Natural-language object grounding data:
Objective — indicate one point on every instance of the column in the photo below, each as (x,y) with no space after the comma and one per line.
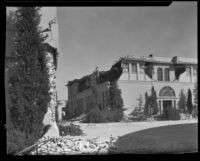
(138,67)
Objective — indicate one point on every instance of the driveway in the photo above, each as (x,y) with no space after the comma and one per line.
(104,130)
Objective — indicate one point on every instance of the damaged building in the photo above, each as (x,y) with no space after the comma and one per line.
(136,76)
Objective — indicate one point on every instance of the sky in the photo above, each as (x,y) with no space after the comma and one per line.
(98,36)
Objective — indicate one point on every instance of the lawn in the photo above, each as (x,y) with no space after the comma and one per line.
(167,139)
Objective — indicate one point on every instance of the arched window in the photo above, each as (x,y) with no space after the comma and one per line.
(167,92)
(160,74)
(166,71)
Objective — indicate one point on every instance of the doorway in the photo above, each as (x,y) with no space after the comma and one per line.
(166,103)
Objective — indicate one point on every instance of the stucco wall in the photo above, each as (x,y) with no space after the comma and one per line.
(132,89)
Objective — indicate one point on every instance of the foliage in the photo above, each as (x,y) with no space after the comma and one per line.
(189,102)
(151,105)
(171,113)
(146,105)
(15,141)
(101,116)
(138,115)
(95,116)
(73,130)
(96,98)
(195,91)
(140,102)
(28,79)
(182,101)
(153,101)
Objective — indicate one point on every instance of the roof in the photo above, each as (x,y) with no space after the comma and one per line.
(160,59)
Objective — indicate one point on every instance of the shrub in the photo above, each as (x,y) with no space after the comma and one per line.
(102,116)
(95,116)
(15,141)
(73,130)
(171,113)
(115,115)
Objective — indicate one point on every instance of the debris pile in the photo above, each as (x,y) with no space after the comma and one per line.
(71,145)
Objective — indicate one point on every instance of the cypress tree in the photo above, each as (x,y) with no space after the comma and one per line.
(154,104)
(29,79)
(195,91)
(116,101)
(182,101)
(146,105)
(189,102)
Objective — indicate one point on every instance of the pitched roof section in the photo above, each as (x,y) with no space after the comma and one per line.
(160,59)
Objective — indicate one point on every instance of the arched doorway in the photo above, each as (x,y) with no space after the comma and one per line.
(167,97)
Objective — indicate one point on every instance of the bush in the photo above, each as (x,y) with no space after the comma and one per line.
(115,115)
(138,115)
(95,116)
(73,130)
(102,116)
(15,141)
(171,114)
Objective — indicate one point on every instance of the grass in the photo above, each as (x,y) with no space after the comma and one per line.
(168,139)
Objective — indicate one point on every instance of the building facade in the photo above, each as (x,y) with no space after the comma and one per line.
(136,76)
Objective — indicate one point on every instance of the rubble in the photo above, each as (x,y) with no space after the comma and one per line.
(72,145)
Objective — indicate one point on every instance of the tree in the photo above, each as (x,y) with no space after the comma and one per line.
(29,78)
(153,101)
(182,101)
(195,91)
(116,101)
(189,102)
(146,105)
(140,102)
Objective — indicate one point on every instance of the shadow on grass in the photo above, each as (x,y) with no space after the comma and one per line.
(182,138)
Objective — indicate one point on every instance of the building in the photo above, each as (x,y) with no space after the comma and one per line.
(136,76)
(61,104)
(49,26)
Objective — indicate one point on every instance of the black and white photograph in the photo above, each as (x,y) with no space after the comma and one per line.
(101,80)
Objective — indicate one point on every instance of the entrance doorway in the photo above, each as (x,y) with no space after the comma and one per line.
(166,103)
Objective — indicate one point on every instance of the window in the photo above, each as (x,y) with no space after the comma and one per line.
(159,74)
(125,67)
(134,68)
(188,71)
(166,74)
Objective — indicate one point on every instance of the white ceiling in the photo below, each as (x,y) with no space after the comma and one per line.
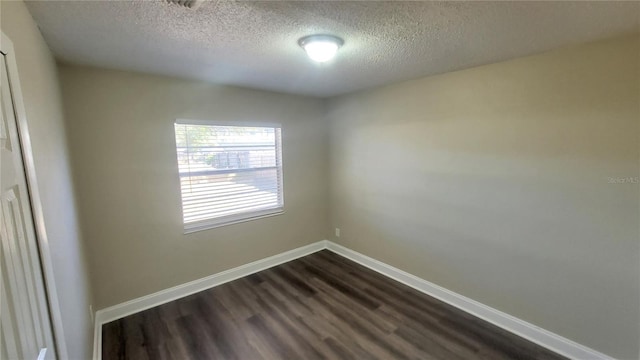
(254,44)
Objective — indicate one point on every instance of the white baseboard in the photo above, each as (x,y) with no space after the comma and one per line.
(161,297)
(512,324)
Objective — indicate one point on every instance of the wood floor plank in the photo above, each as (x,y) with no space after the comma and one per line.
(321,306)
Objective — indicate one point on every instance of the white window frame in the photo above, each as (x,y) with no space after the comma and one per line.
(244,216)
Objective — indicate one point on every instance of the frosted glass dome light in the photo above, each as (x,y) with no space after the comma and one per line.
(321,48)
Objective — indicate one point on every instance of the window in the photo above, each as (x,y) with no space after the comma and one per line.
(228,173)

§ TASK REQUIREMENTS
Exact copy, no pictures: set down all the entries again as they stand.

§ EXERCISE RESPONSE
Objective — indicate one point on every instance of the column in the photo below, each as (x,y) with no space after the comma and one per line.
(138,67)
Objective — indicate one point on every instance of the driveway in the photo above, each as (x,y) with no space after the comma and one per line.
(104,130)
Objective — indicate one point on every instance of the damaged building in the photo above, each as (x,y) with no space after the comma and one per line.
(136,76)
Objective — indicate one point on every instance of the sky in the photo above, each as (x,y) with no space after the comma and one per line.
(98,36)
Objective — indicate one point on every instance of the lawn in the photo above, each as (x,y) with no space after the comma and one per line.
(167,139)
Objective — indicate one point on every instance of the arched window in the photo above, each as (x,y) with no space after the comma and one per line.
(167,92)
(160,74)
(166,71)
Objective — indicate one point on every instance of the doorway in the photo above, each as (x,y) with no space after the comma and one per line.
(166,103)
Objective — indicate one point on every instance of the stucco wall in the photo above, each as (x,y) with no space after the comma and one per line.
(132,89)
Objective — indicate one point on every instance of the foliage in the photo above, each as (x,y) with no space after the comma and one per line.
(189,102)
(151,105)
(171,113)
(146,105)
(15,141)
(101,116)
(138,115)
(95,116)
(73,130)
(96,98)
(195,91)
(140,102)
(28,79)
(182,101)
(153,101)
Objective — indicate one point on every instance of the roof in the photo above, each as (x,y) with no space after the comma and one per line.
(160,59)
Objective — indicate one point on every instance of the shrub in the photo above, each as (x,y) with no space after the comma and one per line.
(102,116)
(95,116)
(15,141)
(73,130)
(171,113)
(115,115)
Objective — indicate one point on every instance of the debris pile in the photo above, each as (x,y) with no space after the comma and one per line.
(71,145)
Objective — indicate one point on every instance of the cypress tree in the photo above, each as (x,y) with no space after the comma and one per line.
(154,104)
(29,79)
(195,91)
(116,101)
(182,101)
(146,105)
(189,102)
Objective — indicate one point on every instance of the pitched roof section in the photo above, each as (x,y) with no space after the comma and one per line.
(160,59)
Objective — indicate one point on every instance of the arched doorway in the photo above, each as (x,y) with no space after the comma and one per line.
(167,97)
Objective — indicate one point on every instance of the bush in the photo above, each as (x,y) with no space after the comma and one per line.
(115,115)
(138,115)
(95,116)
(73,130)
(102,116)
(15,141)
(171,114)
Objective — indicate one point on every instance of the grass in the photo above, each as (x,y) with no space after the comma and one per line.
(168,139)
Objective — indicate one point on every instance of the building facade in the photo above, each as (x,y) with no space after the comma and one per line.
(136,76)
Objective — indicate one point on every instance of the rubble in the photo above, each as (x,y) with no space after the comma and one per line.
(72,145)
Objective — indicate one point on every instance of the tree in the photo above, each as (x,y) with no space after the comma and one per line.
(29,78)
(153,101)
(182,101)
(195,91)
(116,101)
(189,102)
(146,105)
(140,102)
Objective — indicate one point on every instance of the shadow on grass in the photo above, each as (x,y) with no space after the comma and one per line.
(182,138)
Objective — indicate one point on every instance of the building in the photo above, each as (x,y) with no space after the comma and one per line.
(136,76)
(61,104)
(49,26)
Objective — indicate one point on every instance of the black and white photograph in the photo above, each as (x,y) with no space after the comma and one per line.
(101,80)
Objective — indicate one point on every instance of the entrance doorway in the photo above, each as (x,y) with no space after the comma and one per line.
(166,103)
Objective — indicate one point on every instance of the window in the photo above, each as (x,y) with no space after the comma and one per line.
(159,74)
(125,67)
(134,68)
(188,71)
(166,74)
Objective — indicate one point on every instance of the white ceiling in the photo below, each as (x,y) with no space after the comma and one per line.
(254,44)
Objective — indicate one point on every instance of the white baseboard in the photo above, each as (x,y) with no space after the comma and one per line.
(161,297)
(512,324)
Objective — indicate one point on every instance of the wood floor plank in the photo above, each as (x,y) with no space after the comma and one per line.
(321,306)
Objective — indicate one point on every instance of the white window frame in the photo above, each as (x,y) with no space after the comma and one per line.
(244,216)
Objective — indicate one point on every instance of the frosted glass dome light in the photo above, each as (x,y) with no space after the comma and one per line.
(321,48)
Objective — indicate one point on every instance of the window in the photo above, each as (x,y) with no space after the comma and one per line.
(228,173)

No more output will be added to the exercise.